-------- DATA EXCERPTS --------
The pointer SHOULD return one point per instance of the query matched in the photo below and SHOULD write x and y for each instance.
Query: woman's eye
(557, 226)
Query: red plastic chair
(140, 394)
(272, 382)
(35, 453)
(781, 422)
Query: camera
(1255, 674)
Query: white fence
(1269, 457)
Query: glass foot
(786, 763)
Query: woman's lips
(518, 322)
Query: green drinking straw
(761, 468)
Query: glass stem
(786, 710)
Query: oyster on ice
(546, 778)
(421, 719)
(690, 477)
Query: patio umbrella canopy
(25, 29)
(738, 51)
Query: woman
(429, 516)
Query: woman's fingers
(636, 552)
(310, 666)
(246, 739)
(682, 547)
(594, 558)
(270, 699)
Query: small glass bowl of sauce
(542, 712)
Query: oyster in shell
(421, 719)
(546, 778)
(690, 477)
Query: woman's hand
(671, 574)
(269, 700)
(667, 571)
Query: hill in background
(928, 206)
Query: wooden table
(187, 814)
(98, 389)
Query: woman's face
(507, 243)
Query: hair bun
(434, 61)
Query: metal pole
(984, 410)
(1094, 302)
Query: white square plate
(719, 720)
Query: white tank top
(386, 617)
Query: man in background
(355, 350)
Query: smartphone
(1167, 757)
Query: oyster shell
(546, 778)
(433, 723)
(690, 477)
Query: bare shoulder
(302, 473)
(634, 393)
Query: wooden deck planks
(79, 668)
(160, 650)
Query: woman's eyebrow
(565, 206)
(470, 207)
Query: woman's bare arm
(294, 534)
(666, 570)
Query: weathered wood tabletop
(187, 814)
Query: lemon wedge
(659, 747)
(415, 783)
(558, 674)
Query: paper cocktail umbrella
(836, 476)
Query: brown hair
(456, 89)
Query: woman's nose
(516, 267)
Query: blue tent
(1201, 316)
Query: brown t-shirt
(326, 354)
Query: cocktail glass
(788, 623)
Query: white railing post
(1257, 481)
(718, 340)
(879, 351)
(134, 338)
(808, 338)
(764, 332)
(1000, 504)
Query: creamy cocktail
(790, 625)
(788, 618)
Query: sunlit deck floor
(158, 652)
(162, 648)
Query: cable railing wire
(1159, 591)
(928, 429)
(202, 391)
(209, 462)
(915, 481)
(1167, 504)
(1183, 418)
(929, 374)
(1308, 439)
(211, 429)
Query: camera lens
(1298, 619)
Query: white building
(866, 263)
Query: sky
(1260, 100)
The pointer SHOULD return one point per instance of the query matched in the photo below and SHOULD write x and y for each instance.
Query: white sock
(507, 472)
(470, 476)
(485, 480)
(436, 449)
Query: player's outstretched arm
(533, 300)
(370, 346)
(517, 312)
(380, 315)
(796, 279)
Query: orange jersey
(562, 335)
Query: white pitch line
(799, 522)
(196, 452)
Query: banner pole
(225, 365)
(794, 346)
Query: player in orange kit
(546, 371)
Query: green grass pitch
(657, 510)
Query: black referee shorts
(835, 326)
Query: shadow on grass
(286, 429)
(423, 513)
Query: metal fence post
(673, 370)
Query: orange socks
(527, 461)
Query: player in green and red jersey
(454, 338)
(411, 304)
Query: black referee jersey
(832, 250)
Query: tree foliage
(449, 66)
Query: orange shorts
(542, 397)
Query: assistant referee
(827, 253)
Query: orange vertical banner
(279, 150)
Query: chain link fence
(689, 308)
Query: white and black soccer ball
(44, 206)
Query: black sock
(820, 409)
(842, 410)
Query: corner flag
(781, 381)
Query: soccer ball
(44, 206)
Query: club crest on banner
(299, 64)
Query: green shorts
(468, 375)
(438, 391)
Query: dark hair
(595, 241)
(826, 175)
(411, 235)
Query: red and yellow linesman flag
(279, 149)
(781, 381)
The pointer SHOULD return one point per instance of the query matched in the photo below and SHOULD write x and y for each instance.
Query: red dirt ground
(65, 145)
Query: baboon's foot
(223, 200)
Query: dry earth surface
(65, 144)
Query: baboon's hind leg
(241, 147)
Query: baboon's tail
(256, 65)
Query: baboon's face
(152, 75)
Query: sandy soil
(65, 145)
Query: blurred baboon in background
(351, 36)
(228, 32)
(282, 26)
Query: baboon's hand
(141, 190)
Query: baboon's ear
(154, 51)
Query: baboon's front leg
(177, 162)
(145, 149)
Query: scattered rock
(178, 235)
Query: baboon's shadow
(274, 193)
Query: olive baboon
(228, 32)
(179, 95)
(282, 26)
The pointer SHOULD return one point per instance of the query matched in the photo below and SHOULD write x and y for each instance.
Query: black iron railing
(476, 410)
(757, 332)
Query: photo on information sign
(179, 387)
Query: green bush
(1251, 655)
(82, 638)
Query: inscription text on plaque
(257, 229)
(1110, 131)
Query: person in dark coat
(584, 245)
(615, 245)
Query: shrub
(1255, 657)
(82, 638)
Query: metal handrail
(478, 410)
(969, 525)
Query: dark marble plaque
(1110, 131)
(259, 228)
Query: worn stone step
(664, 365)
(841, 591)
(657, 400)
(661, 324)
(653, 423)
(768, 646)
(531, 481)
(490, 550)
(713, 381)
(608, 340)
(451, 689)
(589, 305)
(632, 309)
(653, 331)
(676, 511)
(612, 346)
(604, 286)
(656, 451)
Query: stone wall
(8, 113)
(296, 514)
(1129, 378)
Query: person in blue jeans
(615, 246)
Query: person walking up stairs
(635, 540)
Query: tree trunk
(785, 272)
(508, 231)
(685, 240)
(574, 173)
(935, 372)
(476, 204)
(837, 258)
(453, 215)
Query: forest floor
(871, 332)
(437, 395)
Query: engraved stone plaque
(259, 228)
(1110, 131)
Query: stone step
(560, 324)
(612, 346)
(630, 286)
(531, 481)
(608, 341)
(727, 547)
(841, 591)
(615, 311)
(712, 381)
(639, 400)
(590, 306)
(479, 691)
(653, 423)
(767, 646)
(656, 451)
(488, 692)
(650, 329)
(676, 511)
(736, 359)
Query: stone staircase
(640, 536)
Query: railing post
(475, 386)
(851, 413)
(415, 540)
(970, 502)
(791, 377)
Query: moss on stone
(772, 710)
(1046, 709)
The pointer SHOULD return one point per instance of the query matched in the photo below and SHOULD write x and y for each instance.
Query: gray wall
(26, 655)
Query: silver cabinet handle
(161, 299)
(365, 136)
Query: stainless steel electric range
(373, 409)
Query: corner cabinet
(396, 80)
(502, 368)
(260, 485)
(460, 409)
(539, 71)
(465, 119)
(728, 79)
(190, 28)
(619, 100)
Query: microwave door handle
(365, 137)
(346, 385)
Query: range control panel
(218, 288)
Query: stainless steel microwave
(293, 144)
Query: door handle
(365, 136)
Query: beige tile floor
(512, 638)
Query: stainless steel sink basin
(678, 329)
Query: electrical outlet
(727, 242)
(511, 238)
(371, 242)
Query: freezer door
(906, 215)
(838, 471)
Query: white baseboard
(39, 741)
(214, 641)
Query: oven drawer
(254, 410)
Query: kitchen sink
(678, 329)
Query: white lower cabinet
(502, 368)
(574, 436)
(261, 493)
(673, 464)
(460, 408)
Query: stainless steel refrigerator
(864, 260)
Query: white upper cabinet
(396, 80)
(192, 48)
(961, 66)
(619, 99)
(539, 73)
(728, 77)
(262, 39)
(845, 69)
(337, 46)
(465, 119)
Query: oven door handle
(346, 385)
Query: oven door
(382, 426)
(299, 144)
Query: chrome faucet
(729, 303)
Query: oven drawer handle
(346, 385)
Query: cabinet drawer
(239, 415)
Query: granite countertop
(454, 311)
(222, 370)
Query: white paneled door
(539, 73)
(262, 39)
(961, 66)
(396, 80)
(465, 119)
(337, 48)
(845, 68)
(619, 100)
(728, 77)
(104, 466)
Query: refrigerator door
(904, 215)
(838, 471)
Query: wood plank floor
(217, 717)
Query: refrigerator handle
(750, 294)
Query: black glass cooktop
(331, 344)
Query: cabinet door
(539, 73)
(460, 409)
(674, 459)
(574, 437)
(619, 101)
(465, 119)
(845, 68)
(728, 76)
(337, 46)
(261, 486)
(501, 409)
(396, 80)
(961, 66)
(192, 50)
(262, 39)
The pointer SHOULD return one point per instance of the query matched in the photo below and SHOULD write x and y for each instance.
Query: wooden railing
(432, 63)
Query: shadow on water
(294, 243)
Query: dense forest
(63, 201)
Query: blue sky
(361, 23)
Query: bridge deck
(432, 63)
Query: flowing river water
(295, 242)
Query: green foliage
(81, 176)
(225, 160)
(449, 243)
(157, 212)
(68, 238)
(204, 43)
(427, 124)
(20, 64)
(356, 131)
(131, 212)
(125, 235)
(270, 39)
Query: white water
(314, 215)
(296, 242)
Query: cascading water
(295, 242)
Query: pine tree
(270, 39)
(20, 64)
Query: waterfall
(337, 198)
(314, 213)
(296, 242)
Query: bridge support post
--------
**PROBLEM STATEMENT**
Write out the lines of the records exactly, starting with the line that contains "Query: photo on information sign" and going on through the line that contains "(1046, 709)".

**COMPLETE RESPONSE**
Query: photo on information sign
(179, 387)
Query: green bush
(1251, 655)
(82, 638)
Query: inscription text on plaque
(257, 229)
(1110, 131)
Query: person in dark coat
(584, 245)
(615, 245)
Query: shrub
(1255, 657)
(82, 638)
Query: metal handrail
(478, 410)
(969, 525)
Query: dark marble plaque
(1110, 131)
(259, 228)
Query: worn stone step
(664, 365)
(841, 591)
(657, 400)
(661, 324)
(653, 423)
(768, 646)
(531, 481)
(490, 550)
(713, 381)
(608, 340)
(451, 689)
(589, 305)
(632, 309)
(653, 331)
(676, 511)
(612, 346)
(604, 286)
(656, 451)
Query: stone wall
(8, 113)
(296, 514)
(1129, 378)
Query: person in blue jeans
(615, 246)
Query: person walking up stairs
(635, 540)
Query: tree trunk
(785, 272)
(508, 231)
(685, 240)
(574, 173)
(935, 372)
(476, 204)
(837, 258)
(453, 215)
Query: forest floor
(871, 332)
(437, 395)
Query: engraved stone plaque
(259, 228)
(1110, 131)
Query: stone step
(560, 324)
(612, 346)
(630, 286)
(531, 481)
(608, 341)
(727, 547)
(841, 591)
(615, 311)
(712, 381)
(639, 400)
(590, 306)
(479, 691)
(653, 423)
(767, 646)
(656, 451)
(488, 692)
(650, 329)
(676, 511)
(736, 359)
Query: stone staircase
(640, 536)
Query: railing post
(475, 386)
(851, 413)
(415, 540)
(970, 502)
(791, 377)
Query: moss on stone
(772, 710)
(1046, 709)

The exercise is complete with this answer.